+++ LISTED ENTRIES +++

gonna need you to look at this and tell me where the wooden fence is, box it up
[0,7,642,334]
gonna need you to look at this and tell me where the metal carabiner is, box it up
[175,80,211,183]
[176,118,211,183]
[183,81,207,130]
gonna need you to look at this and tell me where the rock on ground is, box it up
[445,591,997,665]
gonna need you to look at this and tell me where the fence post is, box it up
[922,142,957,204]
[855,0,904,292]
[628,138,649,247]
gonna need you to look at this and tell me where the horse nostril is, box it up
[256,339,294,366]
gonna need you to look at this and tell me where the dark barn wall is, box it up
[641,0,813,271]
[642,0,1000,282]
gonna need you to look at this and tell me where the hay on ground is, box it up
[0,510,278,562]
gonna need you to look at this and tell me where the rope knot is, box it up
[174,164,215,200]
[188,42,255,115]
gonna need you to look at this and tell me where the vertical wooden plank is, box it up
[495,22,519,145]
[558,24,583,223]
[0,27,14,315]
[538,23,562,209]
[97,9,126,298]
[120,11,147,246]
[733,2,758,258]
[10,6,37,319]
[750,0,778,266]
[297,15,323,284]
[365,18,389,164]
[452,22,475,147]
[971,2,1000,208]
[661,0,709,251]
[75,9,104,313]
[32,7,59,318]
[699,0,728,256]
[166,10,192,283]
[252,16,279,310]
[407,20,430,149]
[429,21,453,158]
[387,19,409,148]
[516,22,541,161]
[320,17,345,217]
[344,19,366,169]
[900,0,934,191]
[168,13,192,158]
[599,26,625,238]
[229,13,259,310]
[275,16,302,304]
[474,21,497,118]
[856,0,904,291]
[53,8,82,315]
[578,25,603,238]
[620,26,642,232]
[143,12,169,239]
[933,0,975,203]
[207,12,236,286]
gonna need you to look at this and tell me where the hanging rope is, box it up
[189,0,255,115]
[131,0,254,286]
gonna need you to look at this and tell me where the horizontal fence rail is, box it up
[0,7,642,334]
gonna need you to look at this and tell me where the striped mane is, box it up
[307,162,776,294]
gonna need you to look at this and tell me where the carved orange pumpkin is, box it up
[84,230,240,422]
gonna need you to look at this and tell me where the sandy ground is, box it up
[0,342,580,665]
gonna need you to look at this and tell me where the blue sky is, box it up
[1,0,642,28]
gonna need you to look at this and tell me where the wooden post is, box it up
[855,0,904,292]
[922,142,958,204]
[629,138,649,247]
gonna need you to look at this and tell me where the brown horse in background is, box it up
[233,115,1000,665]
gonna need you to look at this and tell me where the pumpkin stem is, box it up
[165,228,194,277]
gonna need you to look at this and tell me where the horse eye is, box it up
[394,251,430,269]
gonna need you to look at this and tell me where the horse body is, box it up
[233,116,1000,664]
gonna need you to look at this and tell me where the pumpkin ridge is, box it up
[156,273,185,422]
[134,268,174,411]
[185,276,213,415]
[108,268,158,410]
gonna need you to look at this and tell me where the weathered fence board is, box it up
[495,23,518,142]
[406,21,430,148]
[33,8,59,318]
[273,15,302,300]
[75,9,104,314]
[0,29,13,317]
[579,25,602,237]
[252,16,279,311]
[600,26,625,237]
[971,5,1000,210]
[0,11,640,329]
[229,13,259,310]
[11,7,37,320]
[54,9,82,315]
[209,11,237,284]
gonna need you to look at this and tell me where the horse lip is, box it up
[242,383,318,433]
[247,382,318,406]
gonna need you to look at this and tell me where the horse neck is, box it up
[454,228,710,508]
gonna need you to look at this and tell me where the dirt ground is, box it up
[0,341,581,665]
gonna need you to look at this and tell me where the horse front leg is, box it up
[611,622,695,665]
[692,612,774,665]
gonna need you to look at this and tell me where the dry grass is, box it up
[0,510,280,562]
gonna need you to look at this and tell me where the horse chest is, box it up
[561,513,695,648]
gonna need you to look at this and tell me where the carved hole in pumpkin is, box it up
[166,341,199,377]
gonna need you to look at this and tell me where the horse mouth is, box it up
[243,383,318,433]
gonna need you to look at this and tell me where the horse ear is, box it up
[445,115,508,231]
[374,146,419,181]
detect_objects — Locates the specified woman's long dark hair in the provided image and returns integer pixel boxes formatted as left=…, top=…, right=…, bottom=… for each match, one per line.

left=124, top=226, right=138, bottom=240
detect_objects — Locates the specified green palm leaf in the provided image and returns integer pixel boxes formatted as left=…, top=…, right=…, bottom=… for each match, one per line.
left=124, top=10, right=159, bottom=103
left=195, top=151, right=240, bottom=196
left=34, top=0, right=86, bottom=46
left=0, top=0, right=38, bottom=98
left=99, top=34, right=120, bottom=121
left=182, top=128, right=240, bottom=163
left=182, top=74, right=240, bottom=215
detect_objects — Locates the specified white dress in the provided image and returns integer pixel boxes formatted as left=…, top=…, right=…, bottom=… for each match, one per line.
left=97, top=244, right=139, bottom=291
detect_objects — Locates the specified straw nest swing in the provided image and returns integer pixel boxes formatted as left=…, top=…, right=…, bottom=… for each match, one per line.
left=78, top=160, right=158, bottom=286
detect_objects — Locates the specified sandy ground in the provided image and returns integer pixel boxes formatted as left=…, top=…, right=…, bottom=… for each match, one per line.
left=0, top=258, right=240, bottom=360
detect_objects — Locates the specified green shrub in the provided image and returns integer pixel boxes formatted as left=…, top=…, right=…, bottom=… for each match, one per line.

+++

__EXERCISE OBJECTIVE__:
Output the line bearing "chest is, box it up" along with all the lines after it through the end of the entries, exactly, and no other lines.

__TASK RESPONSE__:
gonna need you to look at this and tell me where the horse chest is, box it up
[561,513,695,648]
gonna need you to look at this and tell me where the carved hole in pumpkin is, box it up
[166,341,199,377]
gonna need you to look at this and tell me where the horse mouth is, box it up
[243,383,318,433]
gonna need you to look at this and tell me where the horse ear is, box it up
[445,115,508,231]
[374,146,419,181]
detect_objects — Locates the specified woman's long dark hair in the provided image and returns integer pixel boxes formatted as left=…, top=…, right=…, bottom=… for each match, one per line.

left=124, top=226, right=138, bottom=240
detect_objects — Locates the specified green palm leaf in the provided image and returns integer pixel boxes formatted as left=…, top=…, right=…, bottom=… for each match, one per line.
left=124, top=10, right=159, bottom=103
left=195, top=151, right=240, bottom=196
left=34, top=0, right=86, bottom=46
left=0, top=0, right=38, bottom=98
left=99, top=34, right=120, bottom=121
left=182, top=128, right=240, bottom=163
left=182, top=74, right=240, bottom=215
detect_objects — Locates the specified white dress in the provided image and returns integer pixel boxes formatted as left=…, top=…, right=…, bottom=… for each match, one per line.
left=97, top=244, right=139, bottom=291
detect_objects — Locates the specified straw nest swing in the provided image and returns integer pixel boxes formatted as left=…, top=…, right=…, bottom=… for each match, one per line.
left=78, top=160, right=158, bottom=286
detect_objects — Locates the specified sandy ground in the provided image and returns integer pixel boxes formatted as left=…, top=…, right=…, bottom=… for each match, one per line.
left=0, top=258, right=240, bottom=360
detect_objects — Locates the specified green shrub in the provided image and returns integer pixel boxes formatted as left=…, top=…, right=…, bottom=… for each match, one per line.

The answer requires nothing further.